### SUPPLIED ENTRIES ###

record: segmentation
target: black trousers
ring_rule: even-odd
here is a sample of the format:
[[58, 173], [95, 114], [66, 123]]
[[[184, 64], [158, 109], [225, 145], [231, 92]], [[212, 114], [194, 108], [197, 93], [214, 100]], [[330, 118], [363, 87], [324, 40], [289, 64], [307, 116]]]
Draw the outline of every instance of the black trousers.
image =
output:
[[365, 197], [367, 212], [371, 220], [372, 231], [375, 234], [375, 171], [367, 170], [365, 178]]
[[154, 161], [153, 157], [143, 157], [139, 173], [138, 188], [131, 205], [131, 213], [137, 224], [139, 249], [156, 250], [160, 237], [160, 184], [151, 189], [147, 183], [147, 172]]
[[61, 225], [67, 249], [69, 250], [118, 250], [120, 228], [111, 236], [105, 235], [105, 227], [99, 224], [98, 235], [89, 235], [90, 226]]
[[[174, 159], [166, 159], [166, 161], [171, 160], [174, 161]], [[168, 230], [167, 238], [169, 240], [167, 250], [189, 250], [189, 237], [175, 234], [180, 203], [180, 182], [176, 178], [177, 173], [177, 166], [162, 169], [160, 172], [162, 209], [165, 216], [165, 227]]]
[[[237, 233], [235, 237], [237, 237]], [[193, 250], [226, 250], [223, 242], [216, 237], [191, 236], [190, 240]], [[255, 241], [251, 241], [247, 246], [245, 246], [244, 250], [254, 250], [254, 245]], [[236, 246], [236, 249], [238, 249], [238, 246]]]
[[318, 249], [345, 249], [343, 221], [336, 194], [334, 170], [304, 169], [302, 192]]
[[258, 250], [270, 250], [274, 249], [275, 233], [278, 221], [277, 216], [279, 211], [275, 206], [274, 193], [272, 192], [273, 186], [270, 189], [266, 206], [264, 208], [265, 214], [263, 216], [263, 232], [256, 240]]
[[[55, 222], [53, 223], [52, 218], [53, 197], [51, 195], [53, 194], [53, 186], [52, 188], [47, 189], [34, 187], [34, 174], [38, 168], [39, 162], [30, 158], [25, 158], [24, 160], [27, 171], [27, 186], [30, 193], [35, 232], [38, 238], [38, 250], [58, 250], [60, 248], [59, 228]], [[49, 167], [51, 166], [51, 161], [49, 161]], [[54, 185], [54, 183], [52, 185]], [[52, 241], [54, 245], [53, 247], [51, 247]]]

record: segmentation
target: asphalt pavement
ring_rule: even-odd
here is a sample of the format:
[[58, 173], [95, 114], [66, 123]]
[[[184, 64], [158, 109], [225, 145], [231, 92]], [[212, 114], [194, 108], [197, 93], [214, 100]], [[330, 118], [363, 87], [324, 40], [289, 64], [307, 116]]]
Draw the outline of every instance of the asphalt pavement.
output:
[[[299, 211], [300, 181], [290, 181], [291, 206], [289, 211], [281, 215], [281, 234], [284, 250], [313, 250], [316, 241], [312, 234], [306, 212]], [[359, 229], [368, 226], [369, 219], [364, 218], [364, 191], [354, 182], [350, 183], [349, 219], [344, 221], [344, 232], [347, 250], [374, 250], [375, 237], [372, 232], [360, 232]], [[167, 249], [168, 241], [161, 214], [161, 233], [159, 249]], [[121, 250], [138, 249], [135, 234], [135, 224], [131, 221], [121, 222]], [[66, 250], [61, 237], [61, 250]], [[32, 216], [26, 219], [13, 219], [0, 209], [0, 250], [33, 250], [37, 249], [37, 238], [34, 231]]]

###

_ASSIGNMENT_
Set the lines down exactly as they stand, beginning at the one that contains "target: asphalt pavement" and stopping after the last line of the entries above.

_TASK ANSWER_
target: asphalt pavement
ring_rule: even-odd
here is a sample of the format:
[[58, 173], [95, 114], [66, 123]]
[[[184, 64], [158, 109], [225, 145], [231, 92]], [[212, 114], [194, 108], [197, 93], [214, 100]], [[330, 118], [363, 87], [324, 40], [289, 64], [307, 116]]]
Draw the outline of every instance of the asphalt pavement.
output:
[[[299, 211], [300, 181], [290, 181], [291, 206], [289, 211], [281, 215], [281, 234], [284, 250], [313, 250], [316, 241], [312, 234], [306, 212]], [[359, 229], [368, 226], [369, 219], [364, 218], [364, 191], [354, 182], [350, 183], [349, 219], [344, 221], [344, 232], [347, 250], [374, 250], [375, 237], [372, 232], [360, 232]], [[167, 249], [168, 241], [161, 214], [161, 233], [159, 249]], [[121, 250], [138, 249], [135, 234], [135, 224], [131, 221], [121, 222]], [[66, 250], [61, 237], [61, 250]], [[32, 216], [26, 219], [13, 219], [0, 209], [0, 250], [33, 250], [37, 249], [37, 238], [34, 231]]]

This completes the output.